TASK: Set out the records below as a JSON list of strings, one string per line and no blank lines. Begin with the first line of the records and stop after the line that contains "[(603, 214)]".
═══ SUPPLIED MATERIAL
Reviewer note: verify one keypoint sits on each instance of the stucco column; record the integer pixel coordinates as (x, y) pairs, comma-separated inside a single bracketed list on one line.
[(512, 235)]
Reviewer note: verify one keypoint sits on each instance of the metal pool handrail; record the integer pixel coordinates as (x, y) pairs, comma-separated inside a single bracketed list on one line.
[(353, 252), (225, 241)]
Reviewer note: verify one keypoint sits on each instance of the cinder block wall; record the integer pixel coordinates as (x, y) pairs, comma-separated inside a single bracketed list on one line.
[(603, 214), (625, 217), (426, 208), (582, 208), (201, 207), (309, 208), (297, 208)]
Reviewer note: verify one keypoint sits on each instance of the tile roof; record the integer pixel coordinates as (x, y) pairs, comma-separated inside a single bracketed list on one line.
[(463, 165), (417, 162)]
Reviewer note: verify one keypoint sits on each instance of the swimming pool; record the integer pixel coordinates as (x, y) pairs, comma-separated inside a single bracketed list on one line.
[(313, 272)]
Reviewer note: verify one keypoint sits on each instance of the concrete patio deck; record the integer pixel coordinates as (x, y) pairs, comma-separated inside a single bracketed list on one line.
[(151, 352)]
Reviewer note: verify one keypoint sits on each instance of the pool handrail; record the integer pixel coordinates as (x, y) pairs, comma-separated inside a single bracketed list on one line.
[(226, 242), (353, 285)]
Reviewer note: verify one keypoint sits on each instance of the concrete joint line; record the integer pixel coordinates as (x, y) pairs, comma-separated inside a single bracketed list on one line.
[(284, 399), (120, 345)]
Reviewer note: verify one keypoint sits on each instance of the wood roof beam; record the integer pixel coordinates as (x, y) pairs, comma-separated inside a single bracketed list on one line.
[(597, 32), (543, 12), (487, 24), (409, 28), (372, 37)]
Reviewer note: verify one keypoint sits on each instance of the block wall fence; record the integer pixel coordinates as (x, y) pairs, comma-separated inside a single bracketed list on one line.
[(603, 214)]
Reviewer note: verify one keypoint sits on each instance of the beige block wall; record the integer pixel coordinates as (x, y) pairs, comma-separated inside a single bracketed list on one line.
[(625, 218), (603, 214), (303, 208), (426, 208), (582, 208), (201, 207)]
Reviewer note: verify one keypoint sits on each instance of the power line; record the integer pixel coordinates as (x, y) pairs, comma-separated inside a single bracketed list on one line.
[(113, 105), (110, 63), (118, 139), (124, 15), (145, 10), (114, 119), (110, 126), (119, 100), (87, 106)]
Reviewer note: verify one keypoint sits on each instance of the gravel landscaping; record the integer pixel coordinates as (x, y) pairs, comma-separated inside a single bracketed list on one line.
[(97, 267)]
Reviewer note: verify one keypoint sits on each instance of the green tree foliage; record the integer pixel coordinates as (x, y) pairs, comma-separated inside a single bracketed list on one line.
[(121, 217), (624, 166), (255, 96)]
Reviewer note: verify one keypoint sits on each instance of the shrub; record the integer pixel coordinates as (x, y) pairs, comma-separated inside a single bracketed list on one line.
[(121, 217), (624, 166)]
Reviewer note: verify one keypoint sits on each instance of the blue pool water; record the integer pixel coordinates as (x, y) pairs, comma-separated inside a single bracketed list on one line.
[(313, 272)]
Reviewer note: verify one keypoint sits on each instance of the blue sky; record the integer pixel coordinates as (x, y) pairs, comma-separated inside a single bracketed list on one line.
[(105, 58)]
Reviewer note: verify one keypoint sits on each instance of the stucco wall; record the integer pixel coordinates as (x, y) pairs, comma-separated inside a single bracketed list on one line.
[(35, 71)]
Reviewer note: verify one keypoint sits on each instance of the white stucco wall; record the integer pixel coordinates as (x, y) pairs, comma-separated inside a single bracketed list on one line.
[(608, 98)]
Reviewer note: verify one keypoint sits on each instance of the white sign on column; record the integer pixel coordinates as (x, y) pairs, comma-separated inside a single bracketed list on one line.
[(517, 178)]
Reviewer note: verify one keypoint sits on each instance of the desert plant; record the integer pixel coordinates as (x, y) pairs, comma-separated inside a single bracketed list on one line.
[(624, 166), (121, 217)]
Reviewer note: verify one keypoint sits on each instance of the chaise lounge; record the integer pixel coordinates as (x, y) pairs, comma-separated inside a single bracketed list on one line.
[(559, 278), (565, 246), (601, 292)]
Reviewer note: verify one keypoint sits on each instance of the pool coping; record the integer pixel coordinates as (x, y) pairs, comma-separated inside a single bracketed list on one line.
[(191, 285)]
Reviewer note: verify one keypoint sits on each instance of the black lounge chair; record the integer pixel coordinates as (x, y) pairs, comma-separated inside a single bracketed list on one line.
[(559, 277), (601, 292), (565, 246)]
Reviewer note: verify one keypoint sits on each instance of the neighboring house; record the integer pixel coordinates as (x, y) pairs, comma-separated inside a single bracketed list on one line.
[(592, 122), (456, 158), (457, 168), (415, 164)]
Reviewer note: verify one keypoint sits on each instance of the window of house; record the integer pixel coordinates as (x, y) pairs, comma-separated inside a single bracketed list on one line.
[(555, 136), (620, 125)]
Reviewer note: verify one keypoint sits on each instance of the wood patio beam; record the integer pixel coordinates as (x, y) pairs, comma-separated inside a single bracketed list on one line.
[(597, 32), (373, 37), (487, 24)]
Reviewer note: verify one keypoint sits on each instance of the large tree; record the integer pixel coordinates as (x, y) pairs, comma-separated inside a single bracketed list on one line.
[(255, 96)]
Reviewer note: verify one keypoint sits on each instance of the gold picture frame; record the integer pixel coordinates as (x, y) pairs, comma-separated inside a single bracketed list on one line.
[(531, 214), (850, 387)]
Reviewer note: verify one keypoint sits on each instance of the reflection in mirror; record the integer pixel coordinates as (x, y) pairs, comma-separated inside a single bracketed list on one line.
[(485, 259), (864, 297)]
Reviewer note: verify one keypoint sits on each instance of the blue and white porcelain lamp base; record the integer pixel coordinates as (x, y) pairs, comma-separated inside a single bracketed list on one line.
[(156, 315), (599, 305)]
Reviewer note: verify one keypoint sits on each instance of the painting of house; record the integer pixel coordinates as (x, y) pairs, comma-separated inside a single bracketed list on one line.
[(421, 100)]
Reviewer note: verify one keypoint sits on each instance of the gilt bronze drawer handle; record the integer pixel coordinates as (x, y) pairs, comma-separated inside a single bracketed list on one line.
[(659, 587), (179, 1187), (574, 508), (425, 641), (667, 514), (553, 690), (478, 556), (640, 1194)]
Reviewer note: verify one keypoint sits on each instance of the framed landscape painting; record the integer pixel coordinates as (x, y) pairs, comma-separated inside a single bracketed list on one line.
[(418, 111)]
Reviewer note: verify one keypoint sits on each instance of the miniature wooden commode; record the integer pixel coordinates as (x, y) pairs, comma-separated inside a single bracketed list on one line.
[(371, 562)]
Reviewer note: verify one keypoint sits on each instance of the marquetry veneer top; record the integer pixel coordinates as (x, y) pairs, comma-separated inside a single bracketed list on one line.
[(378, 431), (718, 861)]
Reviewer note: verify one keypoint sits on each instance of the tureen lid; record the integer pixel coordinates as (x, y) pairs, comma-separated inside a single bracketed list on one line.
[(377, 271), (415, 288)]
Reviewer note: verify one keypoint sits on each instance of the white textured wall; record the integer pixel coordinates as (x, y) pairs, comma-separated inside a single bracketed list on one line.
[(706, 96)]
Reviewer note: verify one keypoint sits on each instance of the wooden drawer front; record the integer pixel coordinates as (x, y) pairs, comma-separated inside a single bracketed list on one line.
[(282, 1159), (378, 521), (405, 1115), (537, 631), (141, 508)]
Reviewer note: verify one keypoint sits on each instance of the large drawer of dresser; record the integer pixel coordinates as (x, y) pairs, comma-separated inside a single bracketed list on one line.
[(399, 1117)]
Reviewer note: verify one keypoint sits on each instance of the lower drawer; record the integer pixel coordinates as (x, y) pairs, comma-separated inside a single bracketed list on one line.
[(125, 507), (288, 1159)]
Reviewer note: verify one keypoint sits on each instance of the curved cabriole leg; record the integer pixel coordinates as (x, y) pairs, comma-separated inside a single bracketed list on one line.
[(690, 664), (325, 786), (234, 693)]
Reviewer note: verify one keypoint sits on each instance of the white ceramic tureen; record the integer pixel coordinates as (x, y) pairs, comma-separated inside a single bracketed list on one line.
══════
SOLVED PROBLEM:
[
  "Reviewer note: verify one keypoint sits on each instance of the stucco column; record the integer pixel coordinates as (x, y) pairs, comma-separated inside a single bracketed list on one line.",
  "[(512, 235)]",
  "Reviewer note: verify one keypoint sits on each instance of the metal pool handrail; record the integer pixel coordinates as (x, y) pairs, comma-separated inside a single bracketed list on one line.",
  "[(353, 252), (225, 241)]",
  "Reviewer note: verify one keypoint sits on each instance of the cinder block wall; record the integer pixel coordinates as (x, y) pairs, comma-separated inside a single bracketed list on one line.",
  "[(603, 214), (625, 217), (426, 208), (582, 208), (201, 207), (309, 208), (297, 208)]",
  "Reviewer note: verify one keypoint sits on each instance of the tile roof; record the integer pixel coordinates as (x, y) pairs, comma-separated inside a single bracketed list on one line.",
  "[(463, 165), (417, 162)]",
  "Reviewer note: verify one keypoint sits on each instance of the swimming pool; record the integer pixel coordinates as (x, y) pairs, comma-separated inside a single bracketed list on one line.",
  "[(313, 272)]",
  "Reviewer note: verify one keypoint sits on each instance of the concrete patio deck; record the integer pixel coordinates as (x, y) pairs, comma-separated inside a single bracketed list on one line.",
  "[(151, 352)]",
  "Reviewer note: verify one keypoint sits on each instance of the pool handrail; record the integer pixel coordinates as (x, y) pairs, comma-separated inside a single bracketed list on one line.",
  "[(226, 242), (353, 285)]",
  "Reviewer note: verify one keypoint sits on each instance of the concrete joint line; record the integer pixel coordinates as (x, y) pairs, comma-separated inside a single bracketed list on one line.",
  "[(284, 399), (120, 345)]",
  "Reviewer note: verify one keypoint sits on each instance of the wood roof beam; record the integer pixel coordinates as (x, y) pairs, comma-separated inside a single bracketed list on one line.",
  "[(597, 32), (543, 12), (487, 24), (409, 28), (372, 37)]",
  "Reviewer note: verify one keypoint sits on each instance of the block wall fence; record the integer pixel coordinates as (x, y) pairs, comma-separated inside a single bracketed list on one line.",
  "[(603, 214)]"
]